• [Work required]:
Exactly as written, please repeat the data that follows, but not the pictures.

[Material for this exercise Boundary: Start]

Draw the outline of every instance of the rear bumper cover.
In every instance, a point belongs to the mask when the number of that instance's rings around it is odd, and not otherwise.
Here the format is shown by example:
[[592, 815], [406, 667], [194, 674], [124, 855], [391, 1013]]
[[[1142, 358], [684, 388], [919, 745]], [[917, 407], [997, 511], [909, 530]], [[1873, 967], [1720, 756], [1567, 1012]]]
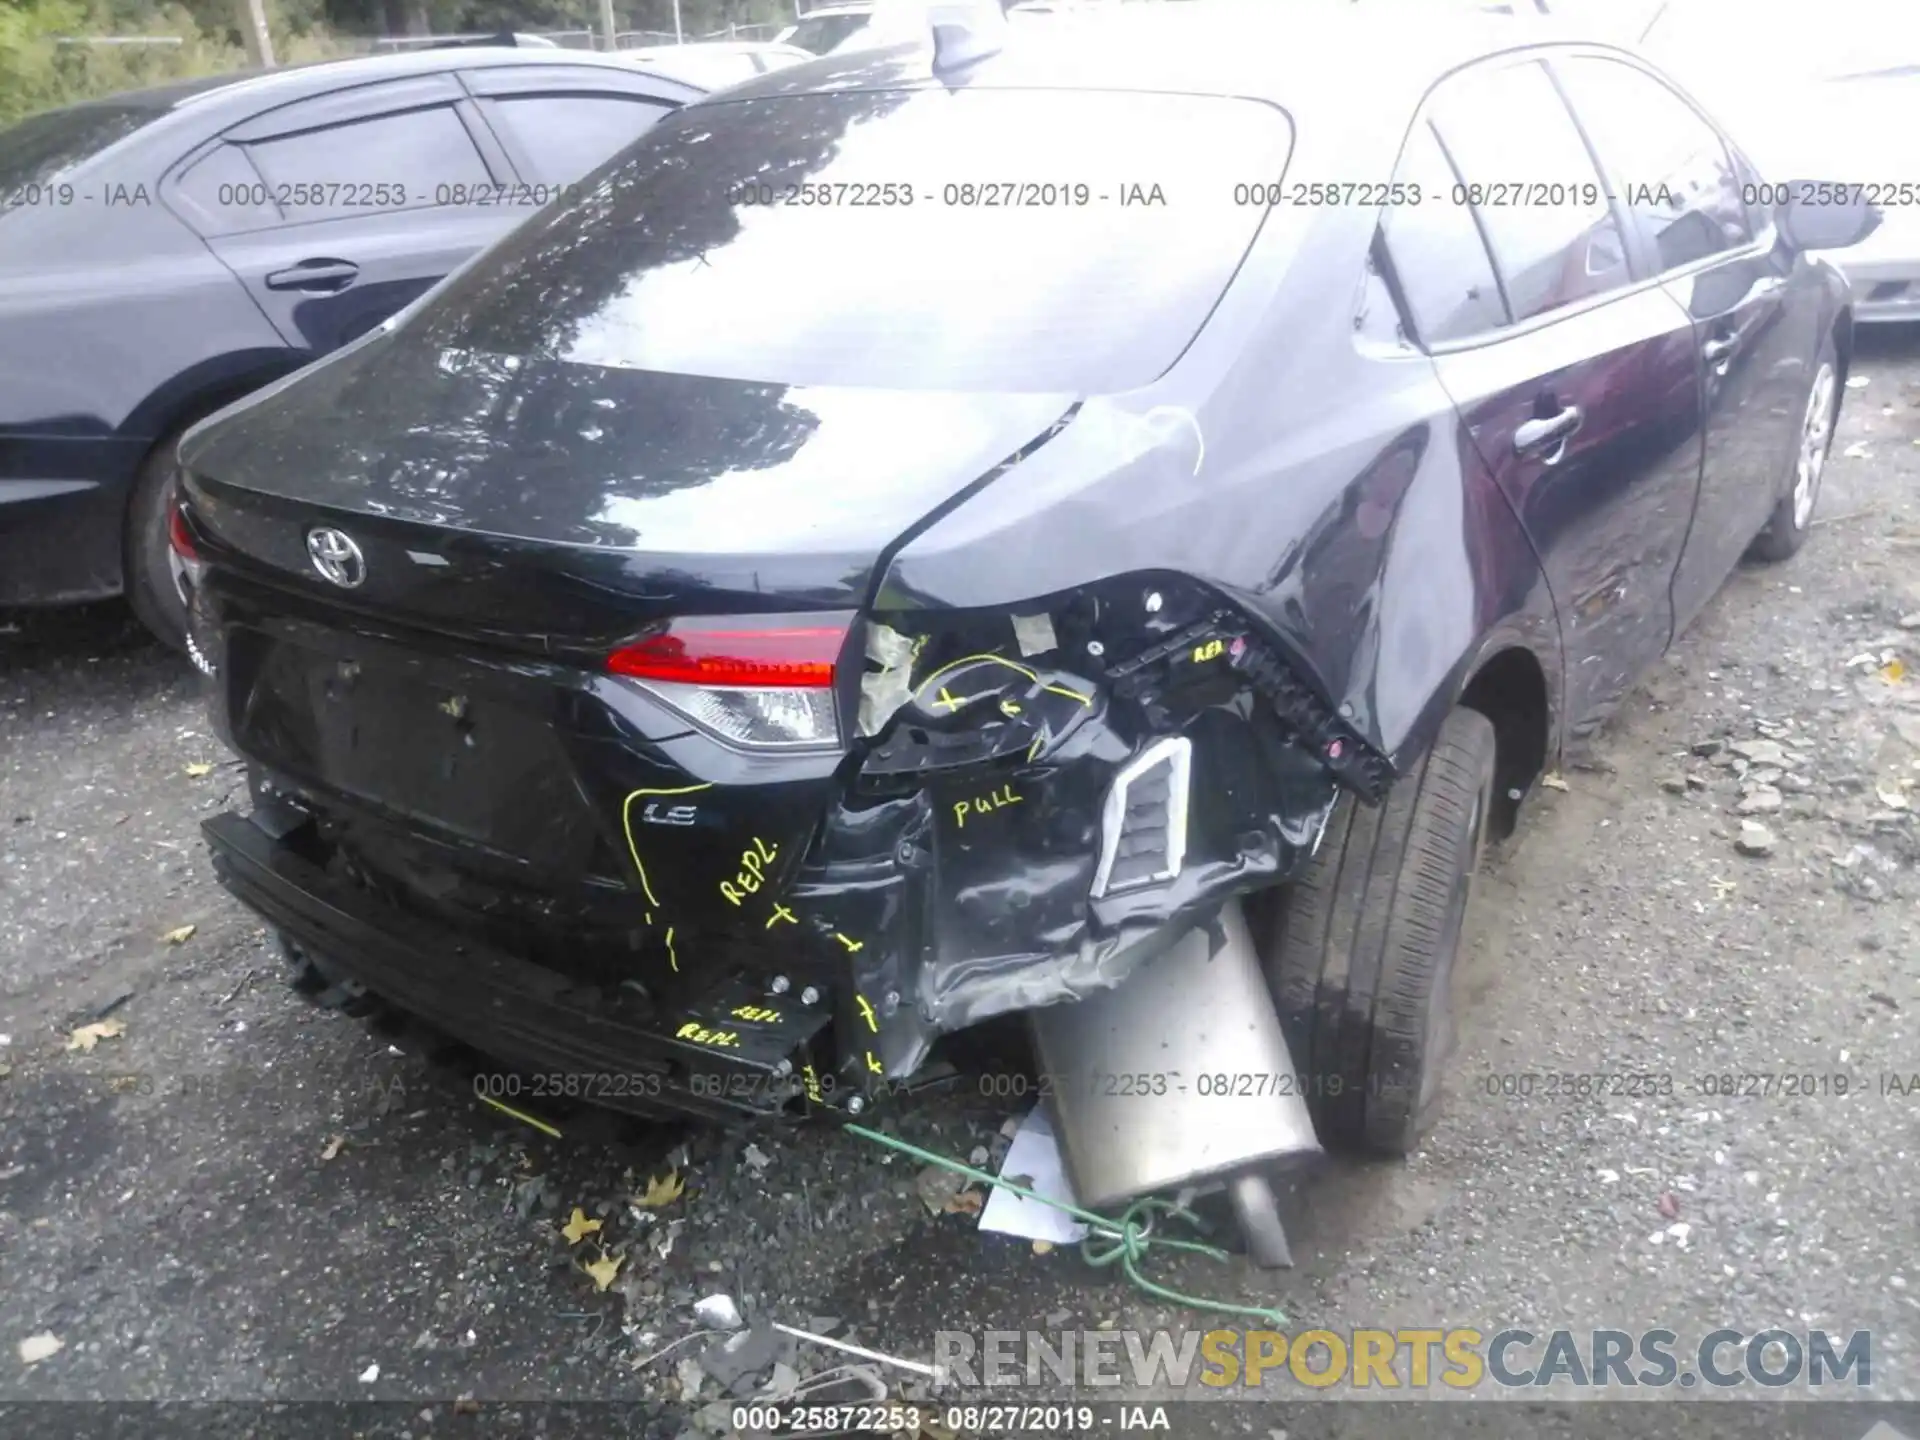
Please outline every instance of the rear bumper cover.
[[[749, 1023], [728, 1013], [749, 997], [723, 987], [709, 1005], [664, 1027], [631, 1023], [617, 1004], [584, 994], [555, 971], [451, 937], [334, 880], [287, 836], [272, 833], [281, 828], [263, 810], [203, 821], [221, 883], [328, 973], [516, 1069], [565, 1077], [550, 1087], [556, 1096], [716, 1120], [774, 1113], [809, 1094], [821, 1098], [817, 1079], [809, 1091], [786, 1057], [823, 1028], [824, 1006], [811, 1010], [789, 1000], [777, 1023]], [[725, 1030], [744, 1043], [721, 1050], [677, 1038], [689, 1025], [707, 1035]]]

[Material for this exercise Boundary: End]

• [Problem solution]:
Draw the outline of every instance of the rear bumper cover.
In every instance, a point belongs to the mask when the number of that instance's rings around it is odd, and not otherwise.
Here the format is shown by example:
[[592, 815], [406, 667], [194, 674], [124, 855], [391, 1013]]
[[[1142, 358], [684, 388], [919, 745]], [[917, 407], [997, 511], [909, 530]], [[1873, 967], [1720, 756], [1567, 1012]]]
Please outline every instance of the rear bumper cover.
[[[749, 1023], [728, 1013], [749, 997], [723, 987], [709, 1005], [664, 1027], [631, 1023], [617, 1004], [584, 994], [555, 971], [451, 937], [334, 880], [287, 836], [272, 833], [281, 828], [263, 810], [203, 821], [221, 883], [328, 973], [516, 1069], [565, 1077], [550, 1087], [556, 1096], [716, 1120], [774, 1113], [809, 1094], [821, 1098], [817, 1079], [809, 1091], [786, 1057], [823, 1028], [824, 1006], [811, 1010], [789, 1000], [777, 1023]], [[725, 1030], [744, 1043], [721, 1050], [677, 1038], [689, 1025], [707, 1035]]]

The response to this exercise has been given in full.